→ Task item
An exact transcription is needed, starting with the line that contains "Where can the green" and ending with the last line of the records.

Records from a collection
+===+

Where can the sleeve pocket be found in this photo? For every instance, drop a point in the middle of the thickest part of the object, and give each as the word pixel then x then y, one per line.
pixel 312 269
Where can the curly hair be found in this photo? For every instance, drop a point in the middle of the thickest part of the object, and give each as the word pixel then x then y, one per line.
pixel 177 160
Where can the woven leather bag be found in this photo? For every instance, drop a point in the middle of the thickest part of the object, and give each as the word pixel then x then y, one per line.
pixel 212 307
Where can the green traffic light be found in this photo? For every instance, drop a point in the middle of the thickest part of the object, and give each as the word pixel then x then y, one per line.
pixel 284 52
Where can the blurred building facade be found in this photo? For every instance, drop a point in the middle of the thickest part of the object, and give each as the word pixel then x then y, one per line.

+===+

→ Your solution
Where can the green traffic light be found in this photo? For every instance, drop a point in the middle of the thickest part of the object, and give each as the word pixel then x then y, one per line.
pixel 284 52
Where can the blurred building facade be found in this photo? For every instance, drop a point in the middle of the thickest part of the object, and give each as the word pixel then x then y, one per line.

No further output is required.